## Exercise objective
Reproduce the passage on Mundy's military career word for word.

## Text segment
From October 1929 till September 1930 he took training at the Army Air Force Technical School in Chanute Air Force Base, Illinois. Following the training he joined 3d Operations Group in 1931. On March 2, 1934, he was promoted to first lieutenant and with that rank married Suzanne Buck.

In January 1935, Mundy was relocated to the Philippines where he worked as squadron officer with the 4th Composite Group and its 2nd Observation Squadron at Nichols Field. From December 1936 to January 1939 he was a staff officer of the 3d Operations Group at Barksdale, Louisiana and then the same year joined the United States Army Air Forces Technical School in Maxwell Field at Montgomery, Alabama.

===World War II===
From October 1939 to July 1941 Mundy worked as a staff officer with the 23rd Composite Group in both Maxwell, and Orlando, Florida. In January 1941, he departed to London, and returned home in October of the same year as military attaché. Following this trip, he was promoted to squadron commander of the same division. In February 1941 he was promoted again, this time he became a commanding officer of the Air Corps Proving Grounds at Eglin Field, Florida, a position which he kept for only 2 months. On October 26, 1942, he became command pilot following by becoming plans officer at AFRIT in Washington D.C. in November of the same year.

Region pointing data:
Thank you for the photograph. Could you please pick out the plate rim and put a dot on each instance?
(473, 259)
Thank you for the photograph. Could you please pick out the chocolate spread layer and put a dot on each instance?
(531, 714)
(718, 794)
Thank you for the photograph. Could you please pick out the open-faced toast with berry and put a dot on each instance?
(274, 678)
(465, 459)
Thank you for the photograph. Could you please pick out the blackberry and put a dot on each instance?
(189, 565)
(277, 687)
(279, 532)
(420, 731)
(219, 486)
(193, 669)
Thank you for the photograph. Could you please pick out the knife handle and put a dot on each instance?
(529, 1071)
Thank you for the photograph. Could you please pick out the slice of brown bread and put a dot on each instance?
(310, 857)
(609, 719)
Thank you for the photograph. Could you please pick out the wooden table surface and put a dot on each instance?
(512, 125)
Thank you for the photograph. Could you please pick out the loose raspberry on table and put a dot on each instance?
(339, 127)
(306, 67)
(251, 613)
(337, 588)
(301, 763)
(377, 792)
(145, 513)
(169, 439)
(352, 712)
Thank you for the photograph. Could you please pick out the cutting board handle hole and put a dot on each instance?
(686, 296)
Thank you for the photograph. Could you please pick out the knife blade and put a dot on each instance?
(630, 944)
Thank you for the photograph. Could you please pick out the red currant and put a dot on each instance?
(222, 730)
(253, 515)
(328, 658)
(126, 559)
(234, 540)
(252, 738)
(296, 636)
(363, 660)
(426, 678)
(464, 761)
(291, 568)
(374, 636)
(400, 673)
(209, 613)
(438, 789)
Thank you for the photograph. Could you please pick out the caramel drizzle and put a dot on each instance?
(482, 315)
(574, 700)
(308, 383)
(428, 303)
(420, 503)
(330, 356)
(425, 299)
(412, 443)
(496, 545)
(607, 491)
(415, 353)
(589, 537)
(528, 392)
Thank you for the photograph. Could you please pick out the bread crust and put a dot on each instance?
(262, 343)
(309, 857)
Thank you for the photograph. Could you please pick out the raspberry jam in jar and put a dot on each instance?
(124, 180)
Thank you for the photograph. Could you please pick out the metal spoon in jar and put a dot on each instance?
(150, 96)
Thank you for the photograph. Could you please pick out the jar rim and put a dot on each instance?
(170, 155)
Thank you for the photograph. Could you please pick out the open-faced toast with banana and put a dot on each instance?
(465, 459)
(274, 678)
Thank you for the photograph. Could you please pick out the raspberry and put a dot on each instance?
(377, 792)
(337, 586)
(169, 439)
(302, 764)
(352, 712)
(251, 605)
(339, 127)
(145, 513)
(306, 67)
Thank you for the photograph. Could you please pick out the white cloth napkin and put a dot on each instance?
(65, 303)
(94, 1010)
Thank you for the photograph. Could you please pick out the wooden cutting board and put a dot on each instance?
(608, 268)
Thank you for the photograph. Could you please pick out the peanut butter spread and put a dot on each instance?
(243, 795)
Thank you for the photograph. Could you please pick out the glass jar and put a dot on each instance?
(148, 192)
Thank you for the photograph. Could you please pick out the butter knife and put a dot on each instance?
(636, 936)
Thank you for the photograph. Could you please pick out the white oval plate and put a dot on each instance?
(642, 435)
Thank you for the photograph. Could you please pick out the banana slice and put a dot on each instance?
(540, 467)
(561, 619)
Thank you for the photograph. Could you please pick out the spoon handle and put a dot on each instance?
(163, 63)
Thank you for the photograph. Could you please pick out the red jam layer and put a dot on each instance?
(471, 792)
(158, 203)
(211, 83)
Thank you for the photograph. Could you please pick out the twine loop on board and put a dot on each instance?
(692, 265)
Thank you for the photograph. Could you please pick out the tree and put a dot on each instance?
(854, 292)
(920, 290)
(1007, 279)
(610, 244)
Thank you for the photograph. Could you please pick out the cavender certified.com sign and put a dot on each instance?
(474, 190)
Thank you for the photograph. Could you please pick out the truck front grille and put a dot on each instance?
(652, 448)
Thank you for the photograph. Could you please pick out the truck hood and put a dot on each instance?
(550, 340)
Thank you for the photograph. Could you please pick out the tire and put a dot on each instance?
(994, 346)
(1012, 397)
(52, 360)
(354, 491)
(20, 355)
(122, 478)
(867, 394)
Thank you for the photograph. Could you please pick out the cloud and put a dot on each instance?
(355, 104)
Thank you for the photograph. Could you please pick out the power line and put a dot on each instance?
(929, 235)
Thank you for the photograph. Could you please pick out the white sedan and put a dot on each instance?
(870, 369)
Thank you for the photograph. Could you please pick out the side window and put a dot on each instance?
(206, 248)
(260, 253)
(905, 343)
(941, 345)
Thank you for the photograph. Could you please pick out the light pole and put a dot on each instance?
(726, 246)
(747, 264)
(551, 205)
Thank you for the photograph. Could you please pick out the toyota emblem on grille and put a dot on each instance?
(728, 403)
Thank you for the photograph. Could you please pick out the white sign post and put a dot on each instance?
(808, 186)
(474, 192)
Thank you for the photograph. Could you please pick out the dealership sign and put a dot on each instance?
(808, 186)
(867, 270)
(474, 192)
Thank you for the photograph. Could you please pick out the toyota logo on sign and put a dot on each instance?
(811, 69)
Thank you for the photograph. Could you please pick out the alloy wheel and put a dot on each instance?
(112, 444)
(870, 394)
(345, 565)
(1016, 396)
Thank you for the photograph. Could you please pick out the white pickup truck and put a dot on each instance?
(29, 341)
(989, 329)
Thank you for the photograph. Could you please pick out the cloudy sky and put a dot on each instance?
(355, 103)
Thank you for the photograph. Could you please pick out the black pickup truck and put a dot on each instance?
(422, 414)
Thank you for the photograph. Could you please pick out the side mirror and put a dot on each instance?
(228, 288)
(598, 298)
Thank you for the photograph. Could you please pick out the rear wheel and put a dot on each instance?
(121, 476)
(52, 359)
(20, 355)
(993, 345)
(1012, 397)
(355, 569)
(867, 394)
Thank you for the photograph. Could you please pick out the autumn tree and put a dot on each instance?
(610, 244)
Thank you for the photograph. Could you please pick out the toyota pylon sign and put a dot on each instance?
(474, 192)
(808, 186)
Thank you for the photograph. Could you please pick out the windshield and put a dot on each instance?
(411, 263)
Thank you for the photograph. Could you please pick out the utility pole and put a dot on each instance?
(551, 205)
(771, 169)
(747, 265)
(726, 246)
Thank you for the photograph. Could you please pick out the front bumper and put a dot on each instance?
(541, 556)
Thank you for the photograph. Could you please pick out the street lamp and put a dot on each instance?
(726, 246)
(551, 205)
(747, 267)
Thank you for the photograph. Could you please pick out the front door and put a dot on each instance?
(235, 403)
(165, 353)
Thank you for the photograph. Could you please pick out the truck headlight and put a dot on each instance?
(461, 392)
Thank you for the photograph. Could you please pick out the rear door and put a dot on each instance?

## Exercise solution
From October 1929 till September 1930 he took training at the Army Air Force Technical School in Chanute Air Force Base, Illinois. Following the training he joined 3d Operations Group in 1931. On March 2, 1934, he was promoted to first lieutenant and with that rank married Suzanne Buck.

In January 1935, Mundy was relocated to the Philippines where he worked as squadron officer with the 4th Composite Group and its 2nd Observation Squadron at Nichols Field. From December 1936 to January 1939 he was a staff officer of the 3d Operations Group at Barksdale, Louisiana and then the same year joined the United States Army Air Forces Technical School in Maxwell Field at Montgomery, Alabama.

===World War II===
From October 1939 to July 1941 Mundy worked as a staff officer with the 23rd Composite Group in both Maxwell, and Orlando, Florida. In January 1941, he departed to London, and returned home in October of the same year as military attaché. Following this trip, he was promoted to squadron commander of the same division. In February 1941 he was promoted again, this time he became a commanding officer of the Air Corps Proving Grounds at Eglin Field, Florida, a position which he kept for only 2 months. On October 26, 1942, he became command pilot following by becoming plans officer at AFRIT in Washington D.C. in November of the same year.